» Problems to work on
1. Answer these questions using the forum thread welcoming Ledwatch:
(a) On what date does the thread say the Pulsar LED watch was first shown on the Tonight Show with Johnny Carson?
(b) What file size is given for the hosted WMF?
(c) When did Ledwatch's interest in the first digital watches begin?
2. Carry on the forum thread welcoming Ledwatch from the point where it stops.

» Supplied passage
— start —

# The Newest Member Is Ledwatch



## DavidH (Feb 24, 2003)

Hi Ledwatch

Show us your LED watches


----------



## Silver Hawk (Dec 2, 2003)

I think I may be responsible for introducing Phil (LedWatch) to this Forum.









I asked if I could host his very interesting WMF on my own server --- just in case people got upset about links back to commercial sites. He kindly said "yes", so here it is:

It shows the first public showing of a Pulsar LED watch on the Tonight Show with Johnny Carson. June 6th 1970 ( file size is 1.4 MBytes )

Pulsar LED on Tonight Show with Johnny Carson

Welcome Phil!









Cheers

Paul


----------



## rhaythorne (Jan 12, 2004)

Did I hear right that it would be selling at $1500? A serious amount of money!!


----------



## Ledwatch (Apr 18, 2005)

Hi friends and thanks for the welcome and to Paul for introducing me.

I do have a major interest in the first ever digital watches, this started when I was growing up in the 70's, to see those ealy led digitals light up on a wrist was so exciting and its stayed with me ever since.

— end —

Records from a data source:
— start —

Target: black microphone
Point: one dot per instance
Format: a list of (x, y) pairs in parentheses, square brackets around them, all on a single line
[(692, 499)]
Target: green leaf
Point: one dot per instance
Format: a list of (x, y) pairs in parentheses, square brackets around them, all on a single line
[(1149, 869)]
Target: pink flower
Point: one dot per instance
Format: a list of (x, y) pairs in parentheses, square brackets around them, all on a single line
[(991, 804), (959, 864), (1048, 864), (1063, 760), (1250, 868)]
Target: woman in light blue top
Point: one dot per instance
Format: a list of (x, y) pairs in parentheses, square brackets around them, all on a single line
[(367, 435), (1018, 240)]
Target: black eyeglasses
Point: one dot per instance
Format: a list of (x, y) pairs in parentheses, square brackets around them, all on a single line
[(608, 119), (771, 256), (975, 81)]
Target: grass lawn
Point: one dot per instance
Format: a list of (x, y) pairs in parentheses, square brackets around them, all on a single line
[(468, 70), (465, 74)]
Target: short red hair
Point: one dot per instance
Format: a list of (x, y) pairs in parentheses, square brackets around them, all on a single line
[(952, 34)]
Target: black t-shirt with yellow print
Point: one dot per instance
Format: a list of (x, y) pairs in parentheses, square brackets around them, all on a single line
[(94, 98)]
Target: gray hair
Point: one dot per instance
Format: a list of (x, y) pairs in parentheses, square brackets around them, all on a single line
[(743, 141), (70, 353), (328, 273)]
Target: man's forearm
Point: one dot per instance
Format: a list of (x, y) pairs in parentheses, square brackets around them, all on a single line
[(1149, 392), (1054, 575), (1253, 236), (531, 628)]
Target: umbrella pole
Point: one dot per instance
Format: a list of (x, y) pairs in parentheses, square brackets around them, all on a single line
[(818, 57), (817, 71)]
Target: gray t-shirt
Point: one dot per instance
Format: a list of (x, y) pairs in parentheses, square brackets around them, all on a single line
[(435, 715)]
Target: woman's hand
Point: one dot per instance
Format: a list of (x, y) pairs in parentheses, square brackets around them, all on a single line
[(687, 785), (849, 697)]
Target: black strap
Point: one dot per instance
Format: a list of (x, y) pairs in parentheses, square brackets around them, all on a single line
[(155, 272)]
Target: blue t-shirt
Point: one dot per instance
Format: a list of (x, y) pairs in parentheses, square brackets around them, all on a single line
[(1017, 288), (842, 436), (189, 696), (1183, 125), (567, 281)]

— end —

» Exercise responses
1.
(a) June 6th 1970
(b) 1.4 MBytes
(c) While growing up in the 70's

2.
You've got to remember that a home hi-fi back then was built into a sideboard and micro electronics had not been seen. When the leds were taken over by the lcd variety after about four or five years, no-one wanted the led ones any more because you had to push the button, but now they are frantastically collectable, of the first ever (Hamilton Pulsar), these were finally crafted in solid 18kt gold and less than 20 have ever surfaced, the J Carson show did say $1500 but by the time they reached the market they were $2200.

Back then you could buy a small house for that money, when one comes onto the market now they sell for top money, a good condition in the original box sold last year for $18,800.00

Theres many variants, including the ultra-rare green type, yes few people are aware that a couple of manufacturers brought out a green led watch in 1976 to try to regain the market - this failed but the greenies are now also very rare and sought after, these sell for around $2500.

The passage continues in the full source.